• **Stated goal**
Extract the text of every record below word for word, omitting the pictures.

• **Records to use**

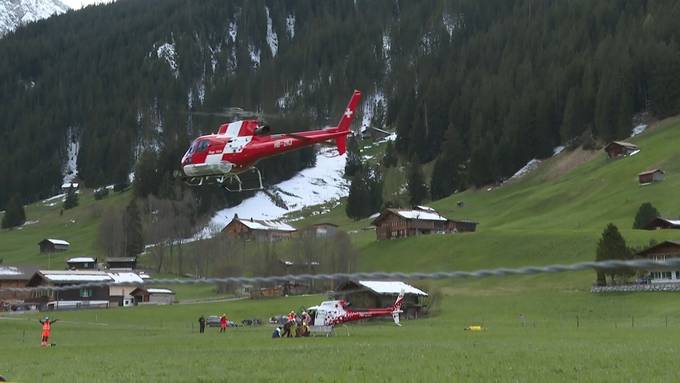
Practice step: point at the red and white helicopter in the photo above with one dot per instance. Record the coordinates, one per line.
(238, 146)
(332, 313)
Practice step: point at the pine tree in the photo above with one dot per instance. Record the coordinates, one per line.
(71, 199)
(646, 213)
(417, 189)
(133, 230)
(14, 214)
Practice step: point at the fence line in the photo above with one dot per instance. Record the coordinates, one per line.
(636, 264)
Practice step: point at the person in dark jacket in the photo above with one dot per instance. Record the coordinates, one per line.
(201, 324)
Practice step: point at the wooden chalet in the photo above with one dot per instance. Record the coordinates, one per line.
(156, 296)
(660, 252)
(82, 263)
(399, 223)
(121, 263)
(321, 230)
(370, 294)
(259, 230)
(76, 297)
(650, 176)
(14, 277)
(616, 149)
(50, 245)
(659, 223)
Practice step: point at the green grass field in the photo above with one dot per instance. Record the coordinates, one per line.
(553, 215)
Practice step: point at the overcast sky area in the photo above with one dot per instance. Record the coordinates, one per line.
(77, 4)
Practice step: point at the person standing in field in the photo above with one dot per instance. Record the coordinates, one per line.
(47, 329)
(201, 324)
(223, 323)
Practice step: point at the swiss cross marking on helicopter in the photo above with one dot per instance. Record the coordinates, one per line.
(283, 143)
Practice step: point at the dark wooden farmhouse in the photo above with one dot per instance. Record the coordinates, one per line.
(659, 223)
(370, 294)
(14, 277)
(153, 296)
(618, 149)
(82, 263)
(76, 297)
(660, 252)
(50, 245)
(654, 175)
(399, 223)
(259, 230)
(121, 263)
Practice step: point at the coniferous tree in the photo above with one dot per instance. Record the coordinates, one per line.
(71, 199)
(646, 213)
(14, 214)
(133, 230)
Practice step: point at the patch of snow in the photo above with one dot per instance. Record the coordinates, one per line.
(167, 52)
(70, 170)
(558, 149)
(639, 130)
(290, 25)
(254, 55)
(233, 31)
(272, 38)
(312, 186)
(530, 166)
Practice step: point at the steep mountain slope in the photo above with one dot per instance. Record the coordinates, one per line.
(19, 12)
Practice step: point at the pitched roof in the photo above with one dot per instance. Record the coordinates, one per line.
(391, 287)
(651, 172)
(258, 224)
(80, 260)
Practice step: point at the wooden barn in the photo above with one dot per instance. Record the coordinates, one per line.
(618, 149)
(399, 223)
(153, 296)
(82, 263)
(650, 176)
(259, 230)
(370, 294)
(659, 223)
(660, 252)
(77, 297)
(49, 245)
(121, 263)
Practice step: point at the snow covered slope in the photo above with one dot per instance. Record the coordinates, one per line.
(318, 185)
(18, 12)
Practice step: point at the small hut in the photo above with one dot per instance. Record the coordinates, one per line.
(654, 175)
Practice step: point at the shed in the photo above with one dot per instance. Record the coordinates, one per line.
(77, 297)
(659, 223)
(14, 277)
(649, 176)
(423, 220)
(157, 296)
(50, 245)
(82, 263)
(660, 252)
(121, 263)
(120, 294)
(371, 294)
(616, 149)
(260, 230)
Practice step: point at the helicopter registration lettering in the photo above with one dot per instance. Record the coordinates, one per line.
(283, 143)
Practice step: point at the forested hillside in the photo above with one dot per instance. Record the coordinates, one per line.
(481, 86)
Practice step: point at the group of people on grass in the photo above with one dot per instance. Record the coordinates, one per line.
(295, 324)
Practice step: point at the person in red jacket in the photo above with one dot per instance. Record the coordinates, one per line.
(47, 328)
(224, 322)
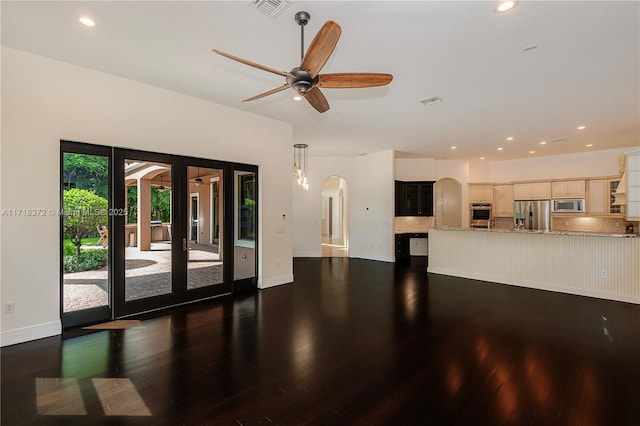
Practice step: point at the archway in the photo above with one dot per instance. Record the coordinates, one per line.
(448, 198)
(335, 217)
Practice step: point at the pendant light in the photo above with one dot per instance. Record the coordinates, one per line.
(301, 164)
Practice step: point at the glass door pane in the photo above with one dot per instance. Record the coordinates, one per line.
(245, 228)
(204, 227)
(147, 229)
(85, 224)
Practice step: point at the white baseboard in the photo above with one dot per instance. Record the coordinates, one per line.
(307, 254)
(536, 285)
(274, 281)
(33, 332)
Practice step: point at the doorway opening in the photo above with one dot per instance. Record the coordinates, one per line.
(335, 217)
(448, 197)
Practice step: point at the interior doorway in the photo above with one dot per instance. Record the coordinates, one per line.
(335, 217)
(448, 198)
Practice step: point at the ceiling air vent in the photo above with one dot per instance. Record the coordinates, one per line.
(430, 101)
(272, 8)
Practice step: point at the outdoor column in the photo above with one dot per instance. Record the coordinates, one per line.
(144, 214)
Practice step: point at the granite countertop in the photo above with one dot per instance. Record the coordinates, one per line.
(524, 231)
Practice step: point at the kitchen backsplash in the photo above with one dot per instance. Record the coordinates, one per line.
(503, 223)
(605, 225)
(404, 224)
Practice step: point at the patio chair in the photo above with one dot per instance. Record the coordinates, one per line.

• **Answer**
Practice step: point at the red and white helicopter in the photo above with one dot per instance. Record the coordinates, one per line.
(238, 146)
(332, 313)
Practice step: point at the pine tree in the photo above with one dot per instance. Record the coordinates, one per line.
(71, 199)
(646, 213)
(417, 189)
(133, 230)
(14, 214)
Practice step: point at the fence line in the photo above with one dot per instance. Record the coordinates, one per line.
(636, 264)
Practice step: point at the person in dark jacket in the photo above with one dot per instance. Record the coordinates, one per line.
(201, 324)
Practice step: point at the wooden chalet in the photo above with one dot per instance. Record the coordinates, one per line.
(156, 296)
(660, 252)
(82, 263)
(399, 223)
(121, 263)
(321, 230)
(370, 294)
(259, 230)
(76, 297)
(650, 176)
(14, 277)
(616, 149)
(50, 245)
(659, 223)
Practice step: point at the green grass field in the photo above with one dot per instance. Record the coordinates, one per line.
(553, 215)
Practice step: point at the overcast sky area in the photo above with one dot per instance. Record the coordinates, one per line.
(77, 4)
Practice step: point at the person standing in field in the photo above with one dot per instance. Record the coordinates, one per line.
(47, 329)
(201, 324)
(223, 323)
Practice step: point at the swiss cross marking on helicopter in the photo above with one dot per instance. Record the coordinates, one per line.
(283, 143)
Practice step: point at the dark wooden farmhouse in the photo above with one dot per instance. Record the coordinates, one per line.
(659, 223)
(370, 294)
(14, 277)
(153, 296)
(618, 149)
(82, 263)
(76, 297)
(660, 252)
(50, 245)
(654, 175)
(399, 223)
(259, 230)
(121, 263)
Practice step: point at the coniferous tree in the photo above with one dot per instance. Record the coordinates, one per line.
(71, 199)
(646, 213)
(14, 214)
(133, 230)
Practice step: point at the patch of snow in the photo above with one dot per instance. Record the coordinates, one per line.
(167, 52)
(70, 170)
(558, 149)
(639, 130)
(290, 25)
(254, 55)
(233, 31)
(272, 38)
(312, 186)
(530, 166)
Practice step: point at the steep mountain slope in the photo above with one dot per instance. Record the coordinates, one per line.
(19, 12)
Practice step: point at the pitched roof in the photo above with one dot per instance. Record the coordinates, one per line.
(391, 287)
(651, 172)
(258, 224)
(80, 260)
Practice step: point at the wooden barn in the photo above with one dot per instance. Record the coordinates, one per line.
(618, 149)
(399, 223)
(153, 296)
(82, 263)
(650, 176)
(259, 230)
(370, 294)
(659, 223)
(660, 252)
(77, 297)
(49, 245)
(121, 263)
Practice step: point at the snow covered slope in the photo above with one dot per instance. Record the coordinates, one per line.
(318, 185)
(18, 12)
Practice step: point at the small hut in the photo above with one dot per instance. Record the coordinates, one per line.
(654, 175)
Practice step: point at the shed in the photo above with one dot per instance. Record the coordinates, one per line.
(77, 297)
(659, 223)
(14, 277)
(649, 176)
(423, 220)
(157, 296)
(50, 245)
(82, 263)
(660, 252)
(121, 263)
(120, 294)
(371, 294)
(616, 149)
(260, 230)
Practice step: point at the helicopter registration lettering in the photo above with one dot per instance. Record the coordinates, one per line.
(283, 143)
Practice step: point at the forested hillside in the photo above with one dot per instance. Record the coordinates, one per line.
(481, 86)
Practice step: point at the group of people on grass in the photo above with one dot per instance. Record the coordinates, one per line.
(295, 324)
Practice step: point at the person in red jacket in the photo above with one dot per instance. Record the coordinates, one per line.
(47, 328)
(224, 322)
Practice step: point at the archway in the photo above with one dot per instance. Record the coordinates, one per line.
(448, 198)
(335, 217)
Practice step: point at the pendant light in the photo above with one dot per instance. Record the coordinates, one per line.
(301, 164)
Practice step: point at the glass door pane in the photo above with one dot per instance. Record the coordinates, one per line.
(245, 228)
(204, 227)
(147, 229)
(85, 224)
Practice step: point at the white baseboard in the photo above with one dot per instance. Record the coordinates, one per line.
(307, 254)
(536, 285)
(274, 281)
(33, 332)
Practice step: point at the doorway opening in the photo above with one dot per instance. Record the coordinates, one per line.
(335, 217)
(448, 197)
Practice step: point at the interior doorway in the photo above with one dot per instance. Record the coordinates, one per line.
(335, 217)
(448, 198)
Practice step: point at the ceiling air vent in the photo above with one dot per instance. Record the coordinates, one per line.
(430, 101)
(272, 8)
Practice step: point at the outdoor column in the photo above with one dot per instance. Record the coordinates, one per line.
(144, 214)
Practice step: point at the granite countertop in the photo above with one dot per instance. Record the coordinates, one per line.
(524, 231)
Practice step: point at the kitchen backsplash in the photo above with one dot per instance. Record the coordinates, one per line.
(503, 223)
(605, 225)
(404, 224)
Practice step: point at the patio chair in the photo above with one dot per instance. Record the coordinates, one per line.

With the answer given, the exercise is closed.